▸ WHAT IS NEEDED
The response should be a faithful copy of every record, with nothing left out.

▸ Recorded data
------------------------------------------------

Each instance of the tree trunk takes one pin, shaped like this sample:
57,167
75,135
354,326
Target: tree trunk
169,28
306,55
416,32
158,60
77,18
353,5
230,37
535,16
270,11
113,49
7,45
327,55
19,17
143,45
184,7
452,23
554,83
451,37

------------------------------------------------

▸ SOLVED PROBLEM
Each instance of the tree trunk takes one pin, shaped like this sample:
57,167
75,135
354,326
Target: tree trunk
169,28
306,55
416,32
158,60
77,18
353,5
230,37
535,16
270,11
113,49
7,45
327,55
19,17
143,45
184,7
452,23
554,83
451,37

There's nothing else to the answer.